Records from a dataset
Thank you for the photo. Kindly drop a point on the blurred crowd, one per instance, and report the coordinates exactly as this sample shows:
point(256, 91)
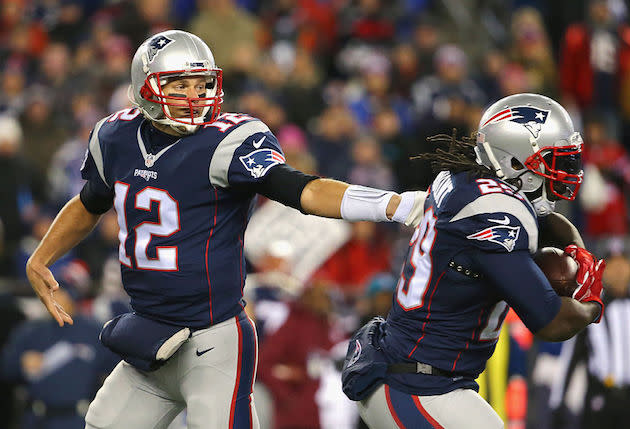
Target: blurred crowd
point(352, 89)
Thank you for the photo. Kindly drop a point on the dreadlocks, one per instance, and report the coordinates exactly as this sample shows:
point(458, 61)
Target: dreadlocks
point(459, 157)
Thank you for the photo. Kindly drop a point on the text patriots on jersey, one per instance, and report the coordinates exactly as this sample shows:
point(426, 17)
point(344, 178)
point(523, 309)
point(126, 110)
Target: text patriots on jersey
point(506, 236)
point(260, 161)
point(145, 174)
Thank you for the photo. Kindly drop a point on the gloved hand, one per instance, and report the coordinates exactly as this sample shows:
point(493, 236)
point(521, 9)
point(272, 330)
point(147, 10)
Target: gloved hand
point(589, 277)
point(586, 265)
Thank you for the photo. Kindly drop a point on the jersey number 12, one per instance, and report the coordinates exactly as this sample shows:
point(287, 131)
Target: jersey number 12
point(167, 225)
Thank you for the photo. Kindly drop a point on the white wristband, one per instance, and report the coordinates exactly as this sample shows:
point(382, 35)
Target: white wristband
point(411, 208)
point(363, 203)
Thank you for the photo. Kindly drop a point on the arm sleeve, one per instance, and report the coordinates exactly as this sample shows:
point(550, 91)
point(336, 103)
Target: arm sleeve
point(518, 280)
point(285, 185)
point(96, 197)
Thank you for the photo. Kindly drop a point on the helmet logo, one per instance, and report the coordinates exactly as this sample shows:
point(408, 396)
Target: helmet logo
point(156, 45)
point(531, 118)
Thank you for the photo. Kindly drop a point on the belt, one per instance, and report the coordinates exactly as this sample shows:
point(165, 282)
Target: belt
point(419, 368)
point(40, 409)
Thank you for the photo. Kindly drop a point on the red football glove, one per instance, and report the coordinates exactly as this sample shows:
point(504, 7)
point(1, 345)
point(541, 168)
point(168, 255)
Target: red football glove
point(586, 266)
point(589, 277)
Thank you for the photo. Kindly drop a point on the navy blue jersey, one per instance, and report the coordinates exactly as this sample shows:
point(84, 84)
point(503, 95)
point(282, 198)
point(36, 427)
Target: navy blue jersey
point(468, 261)
point(182, 210)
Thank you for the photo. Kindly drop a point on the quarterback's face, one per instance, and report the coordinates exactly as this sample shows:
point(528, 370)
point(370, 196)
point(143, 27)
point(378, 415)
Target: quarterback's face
point(190, 87)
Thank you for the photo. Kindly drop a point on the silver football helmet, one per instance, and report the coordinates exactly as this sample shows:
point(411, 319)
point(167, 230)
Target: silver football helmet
point(173, 54)
point(529, 141)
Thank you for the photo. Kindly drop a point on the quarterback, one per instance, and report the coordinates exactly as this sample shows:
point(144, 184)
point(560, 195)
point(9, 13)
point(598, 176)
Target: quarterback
point(181, 176)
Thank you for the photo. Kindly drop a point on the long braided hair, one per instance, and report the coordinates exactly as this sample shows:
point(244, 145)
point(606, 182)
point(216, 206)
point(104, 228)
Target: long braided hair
point(459, 155)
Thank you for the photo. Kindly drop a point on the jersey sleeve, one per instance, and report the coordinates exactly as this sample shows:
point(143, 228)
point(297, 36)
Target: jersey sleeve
point(520, 282)
point(92, 168)
point(496, 223)
point(245, 156)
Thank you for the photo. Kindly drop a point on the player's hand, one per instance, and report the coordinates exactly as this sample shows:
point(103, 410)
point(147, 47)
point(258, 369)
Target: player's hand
point(411, 208)
point(32, 362)
point(591, 289)
point(44, 284)
point(594, 293)
point(586, 266)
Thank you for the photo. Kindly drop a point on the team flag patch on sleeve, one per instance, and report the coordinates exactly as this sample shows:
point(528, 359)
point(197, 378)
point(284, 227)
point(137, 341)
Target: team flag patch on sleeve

Brief: Leave the pictures out, and transcribe each of the records exactly.

Written reply:
Thank you for the photo. Kindly drop a point on the blurred crowd, one per instance, and report the coordinates exactly as this sample shows:
point(256, 91)
Target: blurred crowd
point(352, 89)
Thank you for the photo. Kindly drop a point on the dreadlocks, one per instance, and report the coordinates exactly as this sample shows:
point(458, 61)
Target: dreadlocks
point(459, 157)
Thank you for the photo. Kindly drop a point on the text patriots on jersey, one per instance, and report the coordinates exactly as this sample shows:
point(426, 17)
point(344, 178)
point(523, 309)
point(126, 110)
Target: text patriots on jersey
point(506, 236)
point(260, 161)
point(145, 174)
Thank you for the photo. Kindly drop a point on the gloved hand, one per instance, and report the coordinates exactly as this sample shows:
point(493, 236)
point(521, 9)
point(272, 330)
point(147, 10)
Target: gloved hand
point(589, 277)
point(586, 265)
Thank you for the photo. Kindly drop a point on the jersey number 12, one per instance, and report the coordinates exactly as this sample shows:
point(287, 131)
Target: jersey number 12
point(167, 225)
Thank you for the photo. Kindly drop a point on the white wristband, one per instance, and report the coordinates exactly as this sample shows:
point(382, 35)
Target: white wristband
point(411, 208)
point(363, 203)
Thank you for the photo. Kindly drop a point on the arm sleeve, one per instance, and report the coordinates exactly as this sample shows:
point(550, 91)
point(336, 103)
Target: arm sleeve
point(518, 280)
point(285, 185)
point(96, 197)
Thank you for the photo. Kindly drop a point on the helmet logo, one per instance, and report the coordinates exactly as this sample shows:
point(408, 396)
Target: helmet logo
point(156, 45)
point(531, 118)
Thank you for the photo. Kindly drop a point on the belt, one per instance, and report the coordinates exactly as this sample shows:
point(165, 282)
Target: belt
point(419, 368)
point(40, 409)
Thank you for the photo. Kindly drop a point on the red football glove, one per instance, and report the coordinates exactly as this sample shows:
point(504, 7)
point(1, 345)
point(541, 168)
point(168, 255)
Target: red football glove
point(586, 266)
point(589, 277)
Thank you for the photo. Kindly drop a point on the navy blue jersey, one per instance, and report the coordinates exactly as this sample shows:
point(84, 84)
point(503, 95)
point(282, 198)
point(36, 427)
Target: navy blue jersey
point(468, 261)
point(182, 210)
Thank you for the photo. Kindly drop a point on the quarterback's face, one per instance, and report the coordinates exactly as this sample shows:
point(528, 370)
point(370, 196)
point(143, 27)
point(378, 415)
Target: quarterback's face
point(190, 87)
Thank you for the photo. Kindly drop a point on the silver football helmet, one per instance, and report the coordinates exactly as this sample shows:
point(411, 319)
point(167, 230)
Target: silver football helmet
point(173, 54)
point(529, 141)
Thank you for the photo. Kindly drop a point on the quarterback, one per instance, and report the coordinates exactly as this sample shows:
point(144, 184)
point(560, 195)
point(9, 13)
point(598, 176)
Target: quarterback
point(181, 176)
Thank you for the photo. Kindly drop a point on the long braided hair, one per instance, and report the coordinates exactly as this sample shows:
point(244, 145)
point(606, 182)
point(216, 206)
point(104, 228)
Target: long braided hair
point(459, 155)
Thank you for the photo. Kindly drop a point on the jersey sleeve, one per instance, and report the coordinates exactly as this sample shows:
point(143, 228)
point(297, 36)
Target: jersey sleeve
point(520, 282)
point(92, 168)
point(496, 223)
point(245, 156)
Thank you for the photo. Kindly drop a point on the player's hand, one per instance, and report the coordinates exactly as this sample shows:
point(103, 410)
point(147, 47)
point(258, 369)
Target: player's hand
point(411, 208)
point(32, 362)
point(591, 289)
point(44, 284)
point(594, 293)
point(586, 266)
Thank you for the photo. Kindly drop a point on the team flag patch on sleeve, one per instance, and report the coordinates exactly as this sample shows:
point(528, 359)
point(197, 378)
point(284, 227)
point(137, 341)
Target: team flag patch on sleeve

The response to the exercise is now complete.